1. Requirements & Scope (5 min)

Functional Requirements

  1. Collect client-side events (page views, clicks, custom events) from millions of websites via a lightweight JavaScript SDK
  2. Provide real-time dashboards showing active users, page views per second, and top pages (within ~30 seconds of event)
  3. Support batch analytics queries — daily/weekly/monthly reports on sessions, funnels, bounce rate, conversion paths
  4. Sessionize raw events into user sessions with configurable timeout (default 30 minutes of inactivity)
  5. Count unique visitors accurately across time ranges (daily, weekly, monthly) with deduplication

Non-Functional Requirements

  • Availability: 99.99% for the ingestion pipeline — dropping events is unacceptable for paying customers. Dashboard reads can tolerate brief degradation.
  • Latency: Event ingestion < 50ms (client-perceived). Real-time dashboard data within 30 seconds of event. Batch reports within minutes of scheduled time.
  • Consistency: Eventual consistency is acceptable. Real-time dashboards are approximate. Batch reports must be accurate to within 1%.
  • Scale: 10M tracked websites, 1M events/sec ingestion, 500TB+ of raw event data per year
  • Durability: Zero event loss once acknowledged. Raw events retained for 2 years, aggregated data retained indefinitely.

WHAT TO DO:
a – Return the portion of the analytics requirements from "Non-Functional Requirements" to "data retained indefinitely.", copied word for word.
b – Name each category of non-functional requirement listed in the analytics requirements.
You can complete the work without the lines that come after the analytics requirements.

STORED DATA:
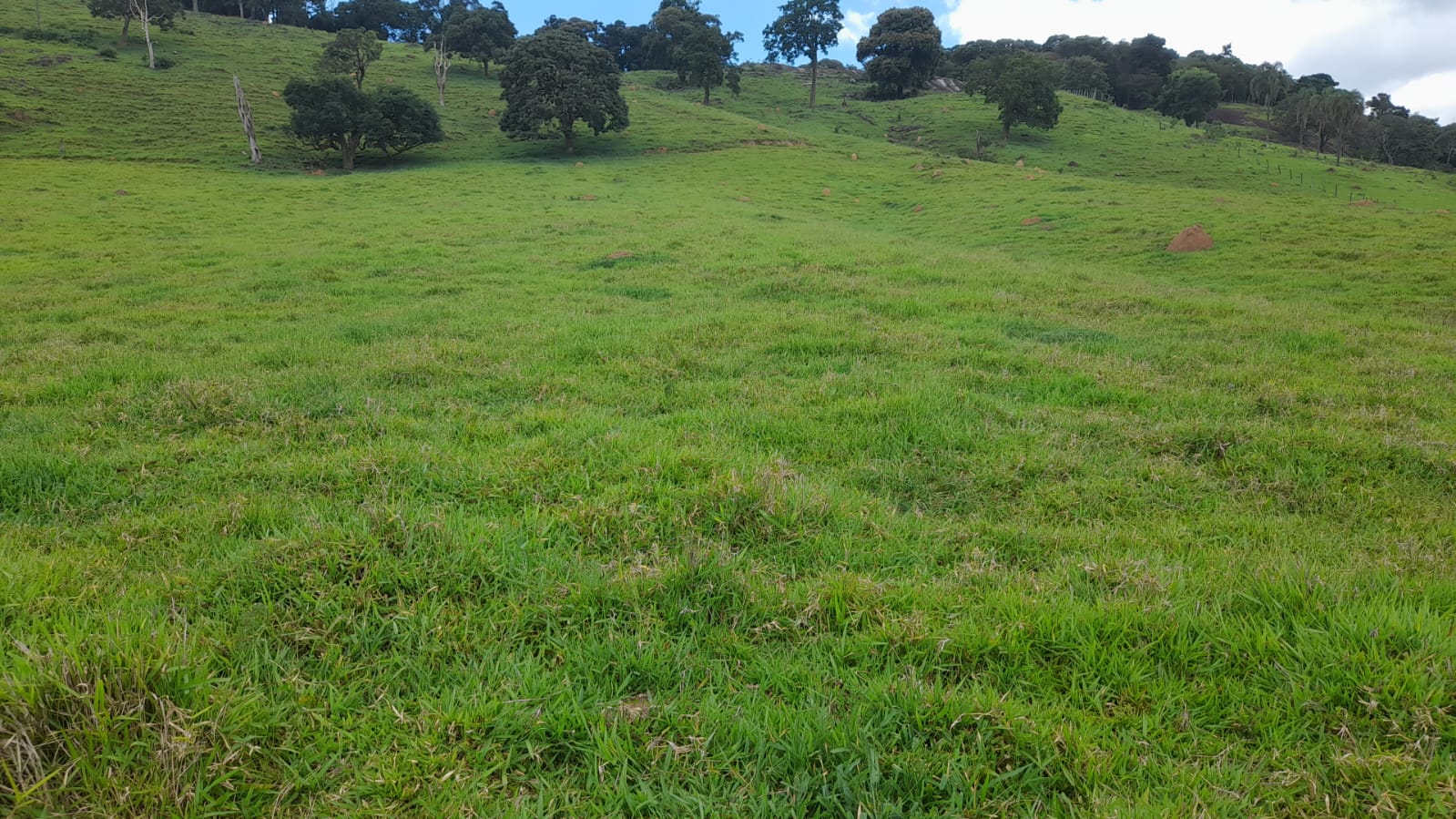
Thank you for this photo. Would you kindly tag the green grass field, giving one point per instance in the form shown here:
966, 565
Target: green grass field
779, 473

RESPONSES BY TASK:
a –
Non-Functional Requirements

  • Availability: 99.99% for the ingestion pipeline — dropping events is unacceptable for paying customers. Dashboard reads can tolerate brief degradation.
  • Latency: Event ingestion < 50ms (client-perceived). Real-time dashboard data within 30 seconds of event. Batch reports within minutes of scheduled time.
  • Consistency: Eventual consistency is acceptable. Real-time dashboards are approximate. Batch reports must be accurate to within 1%.
  • Scale: 10M tracked websites, 1M events/sec ingestion, 500TB+ of raw event data per year
  • Durability: Zero event loss once acknowledged. Raw events retained for 2 years, aggregated data retained indefinitely.

b – Availability, Latency, Consistency, Scale, Durability